*OBJECTIVE*
Extend the forum thread about deadlift lifts below by writing the posts that come after its last one.

***** TEXT EXCERPT

# Deadlift 3x160kg 1x180kg 1x190kg thoughts!



## Wallace86 (Jan 20, 2013)

So last few months been working on technique of my Deadlifts and am smashing all bps been starting at 60x3 WU

100kgx3-140kgx3-150kgx3-160kgx3-170kgx3

last night I done the same but felt bit burnt out and skipped the 170kgx3 and hit out 180kgx1 and 190kgx1 and went 200kgx1 but couldn't get the 200kg up( never locked out next week il smash it tho)


----------



## Wallace86 (Jan 20, 2013)

160kgx3


----------



## andyhuggins (Nov 21, 2008)

Well done mate.


----------



## Wallace86 (Jan 20, 2013)

180kg x 1


----------



## Wallace86 (Jan 20, 2013)

190kg x 1 




Not making excuses but was bit burnt out from working and bit bunged up @ 84kgs BW still increasing lost a few kgs due to a sickness bug week before!


----------



## Wallace86 (Jan 20, 2013)

andyhuggins said:


> Well done mate.


Cheers feeling pritty strong just now and I feel Deadlifts and squats are my strongest exercise just now although I smashes 110kgx5 on bench then a 125kg PB on bench today.


----------



## gearchange (Mar 19, 2010)

Awesome deads mate


----------



## Wallace86 (Jan 20, 2013)

gearchange said:


> Awesome deads mate


Cheers m8


----------



## Bataz (Jan 21, 2014)

Drive hips through a bit earlier, apart from that pretty decent pal, good stuff.


----------



## Wallace86 (Jan 20, 2013)

Cheers il do that on Mondays session


----------



## Jason88 (Mar 24, 2013)

Nice work m8, wish i could drop the bar at my gym lol


----------



## Sway12 (Oct 29, 2013)

sweet sound effects mate


----------



## Major Eyeswater (Nov 2, 2013)

Impressive deadlift Sir.

Here's a clip of a girl chucking that weight over her head


----------



## Wallace86 (Jan 20, 2013)

Sway12 said:


> sweet sound effects mate


Hahaha I'm worse when I used to kickbox sound like a pitbull lol


----------



## saxondale (Nov 11, 2012)

Ripping it up said:


> 180kg x 1


Erm, you dropped it?

**********
***** INFORMATION SUPPLIED

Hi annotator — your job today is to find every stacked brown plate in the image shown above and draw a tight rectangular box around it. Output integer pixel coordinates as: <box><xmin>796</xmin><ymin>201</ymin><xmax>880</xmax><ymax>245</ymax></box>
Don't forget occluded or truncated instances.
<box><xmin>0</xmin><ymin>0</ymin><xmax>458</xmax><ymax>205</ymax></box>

**********

*RIGHT ANSWER*
----------



## Wallace86 (Jan 20, 2013)

Major Eyeswater said:


> Impressive deadlift Sir.
> 
> Here's a clip of a girl chucking that weight over her head


Cheers il sleep well tonight:tongue:


----------



## Wallace86 (Jan 20, 2013)

saxondale said:


> Erm, you dropped it?


You don't say!! It's a deadlift m8.


----------



## saxondale (Nov 11, 2012)

Ripping it up said:


> You don't say!! It's a deadlift m8.


Yeah, you lift it up and you put it back down, maybe ive been doing it wrong.


----------



## Wallace86 (Jan 20, 2013)

saxondale said:


> Yeah, you lift it up and you put it back down, maybe ive been doing it wrong.


Hahaha there's a lot if styles out there m8. I also lift and put it back down and rep it. I use this style to work up to a higher lift. It's a style I seen used by Elliot Hulse and a few other lifters. It works well.

I also have days when I lift and lower it back down (repping) if that's what you mean.

You'll be telling me next there's only 1 style of benching!!! Lol or 1 style of squatting or 1 style of rows :tongue:


----------



## Major Eyeswater (Nov 2, 2013)

Ripping it up said:


> Cheers il sleep well tonight:tongue:


You're welcome.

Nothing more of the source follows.